Exercise:
Present each line of the records below as a Markdown table with two columns, Row for the line's number and Line for its text, and skip any blank lines. Keep the pictures out of the table.

Dataset records:
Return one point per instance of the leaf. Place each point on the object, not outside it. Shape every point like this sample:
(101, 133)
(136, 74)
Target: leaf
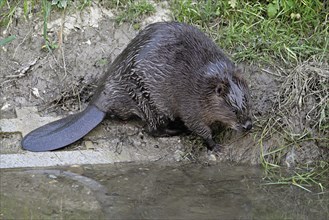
(232, 3)
(272, 10)
(7, 40)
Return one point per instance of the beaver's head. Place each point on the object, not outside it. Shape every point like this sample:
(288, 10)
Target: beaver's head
(226, 98)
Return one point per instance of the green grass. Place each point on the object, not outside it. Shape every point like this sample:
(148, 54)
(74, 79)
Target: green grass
(250, 33)
(288, 34)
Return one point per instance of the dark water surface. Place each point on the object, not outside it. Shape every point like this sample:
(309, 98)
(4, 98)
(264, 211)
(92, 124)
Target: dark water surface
(153, 191)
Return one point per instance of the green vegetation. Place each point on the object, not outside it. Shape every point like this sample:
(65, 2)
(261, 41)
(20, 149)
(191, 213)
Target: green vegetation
(290, 36)
(288, 31)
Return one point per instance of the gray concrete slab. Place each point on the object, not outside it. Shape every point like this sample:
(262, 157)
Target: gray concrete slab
(98, 151)
(66, 158)
(27, 120)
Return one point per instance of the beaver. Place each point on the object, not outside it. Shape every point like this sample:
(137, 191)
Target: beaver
(173, 77)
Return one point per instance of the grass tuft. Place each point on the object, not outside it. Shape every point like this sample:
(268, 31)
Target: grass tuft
(296, 31)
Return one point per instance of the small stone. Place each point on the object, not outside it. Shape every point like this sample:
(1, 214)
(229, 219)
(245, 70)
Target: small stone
(178, 155)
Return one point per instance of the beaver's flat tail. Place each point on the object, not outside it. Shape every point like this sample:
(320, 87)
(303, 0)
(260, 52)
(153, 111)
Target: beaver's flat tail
(63, 132)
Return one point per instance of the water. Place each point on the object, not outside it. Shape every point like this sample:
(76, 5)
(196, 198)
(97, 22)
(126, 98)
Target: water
(153, 191)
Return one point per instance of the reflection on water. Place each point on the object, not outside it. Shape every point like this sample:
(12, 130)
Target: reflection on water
(153, 191)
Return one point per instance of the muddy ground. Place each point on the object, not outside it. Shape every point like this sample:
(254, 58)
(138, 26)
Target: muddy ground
(62, 82)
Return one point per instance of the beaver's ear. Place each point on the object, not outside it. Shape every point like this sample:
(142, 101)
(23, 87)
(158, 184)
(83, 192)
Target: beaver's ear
(217, 85)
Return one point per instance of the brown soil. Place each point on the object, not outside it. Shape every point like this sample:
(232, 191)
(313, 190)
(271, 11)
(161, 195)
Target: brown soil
(63, 81)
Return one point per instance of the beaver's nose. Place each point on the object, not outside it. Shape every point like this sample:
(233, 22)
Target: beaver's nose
(248, 125)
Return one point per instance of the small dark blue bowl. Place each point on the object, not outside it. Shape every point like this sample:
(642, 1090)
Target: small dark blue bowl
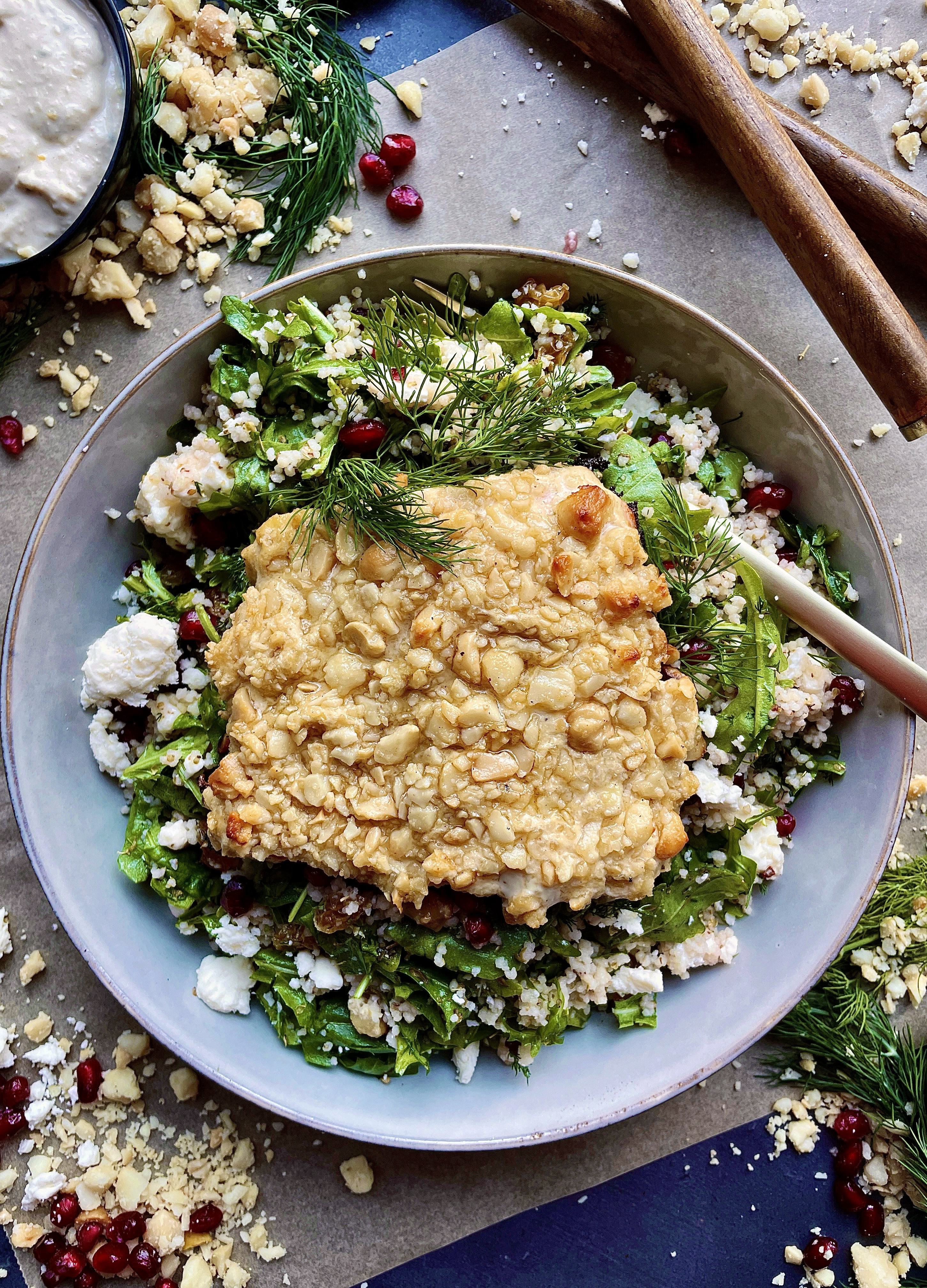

Final result:
| Row | Line |
|---|---|
| 1 | Return one point per instance of the leaf. Place each point on the object, not outside it. Shape every point like this sample: |
| 2 | (101, 133) |
| 3 | (136, 74) |
| 4 | Target: leaf |
| 5 | (232, 3) |
| 6 | (272, 10) |
| 7 | (7, 40) |
| 8 | Return one point per instance of the beaver's head. Place each point on the object, not outside it. Shape every point like this sample: |
| 9 | (288, 10) |
| 10 | Target: beaver's head |
| 11 | (226, 98) |
| 12 | Return one point per instance of the green grass. Place each point on the object, not outside it. Shape every point like this sample: |
| 13 | (148, 54) |
| 14 | (74, 79) |
| 15 | Target: green grass |
| 16 | (250, 33) |
| 17 | (288, 34) |
| 18 | Return one point per instance of the dark water surface. Place each point on the object, not outside it. Shape every point like this sample: |
| 19 | (309, 98) |
| 20 | (4, 98) |
| 21 | (264, 211) |
| 22 | (92, 124) |
| 23 | Target: dark water surface |
| 24 | (153, 191) |
| 25 | Return one point per instance of the green vegetation. Place each point on the object, not outside it. Shape every point like this sample: |
| 26 | (65, 2) |
| 27 | (261, 41) |
| 28 | (20, 149) |
| 29 | (191, 213) |
| 30 | Target: green vegetation |
| 31 | (290, 36) |
| 32 | (288, 31) |
| 33 | Return one point per instance of the gray concrete slab. Place each point on the object, not outside it. Shape every point like this sample: |
| 34 | (262, 157) |
| 35 | Target: gray concrete slab |
| 36 | (98, 151) |
| 37 | (66, 158) |
| 38 | (27, 120) |
| 39 | Return one point per instance of the beaver. Place each point on the object, not outside it. Shape every point like this sample: |
| 40 | (137, 191) |
| 41 | Target: beaver |
| 42 | (173, 77) |
| 43 | Return one point per instance of the grass tuft. Place each point on the object, not outside it. Shape every point like this sample: |
| 44 | (268, 31) |
| 45 | Target: grass tuft |
| 46 | (296, 31) |
| 47 | Return one point per instance of the small stone. Place each point on the object, not outside it. Shape every point like this sample: |
| 48 | (1, 214) |
| 49 | (229, 219) |
| 50 | (245, 70) |
| 51 | Target: small stone |
| 52 | (178, 155) |
| 53 | Return one point per instance of the beaver's flat tail. Place each point on the object, not outside it. Shape every point like this sample: |
| 54 | (320, 87) |
| 55 | (303, 0) |
| 56 | (260, 52) |
| 57 | (153, 111) |
| 58 | Target: beaver's flat tail |
| 59 | (63, 132) |
| 60 | Return one point per instance of the water. Place each point on the object, not outside it. Shape every point like this sample: |
| 61 | (76, 5) |
| 62 | (196, 198) |
| 63 | (97, 22) |
| 64 | (126, 98) |
| 65 | Target: water |
| 66 | (153, 191) |
| 67 | Return one point per instance of the reflection on water. Place each point on the object, not outside it. Shape every point like this sample: |
| 68 | (12, 130) |
| 69 | Target: reflection on water |
| 70 | (153, 191) |
| 71 | Return one point per instance of the muddy ground. Place each point on the object, not outside it. Shape every point like this sample: |
| 72 | (254, 58) |
| 73 | (138, 26) |
| 74 | Target: muddy ground |
| 75 | (62, 82) |
| 76 | Return one point per instance of the beaver's ear. Place each point on the object, not outside it. Shape every point like this sample: |
| 77 | (142, 101) |
| 78 | (23, 87) |
| 79 | (158, 184) |
| 80 | (83, 192) |
| 81 | Target: beaver's ear |
| 82 | (217, 85) |
| 83 | Return one point per instance of the brown soil. Place each point on the object, not outside it. Shape every point like this sample: |
| 84 | (232, 191) |
| 85 | (313, 190) |
| 86 | (271, 11) |
| 87 | (161, 195) |
| 88 | Target: brown soil |
| 89 | (63, 81) |
| 90 | Return one point per instance of the beaver's nose. Place each point on the object, not outside it. Shape every point like this sample: |
| 91 | (233, 22) |
| 92 | Target: beaver's nose |
| 93 | (248, 125) |
| 94 | Return one point per instance of the small dark blue bowl. Place each point on the object, not outside it. Shape every point like this sample: |
| 95 | (642, 1090) |
| 96 | Target: small dark blue bowl |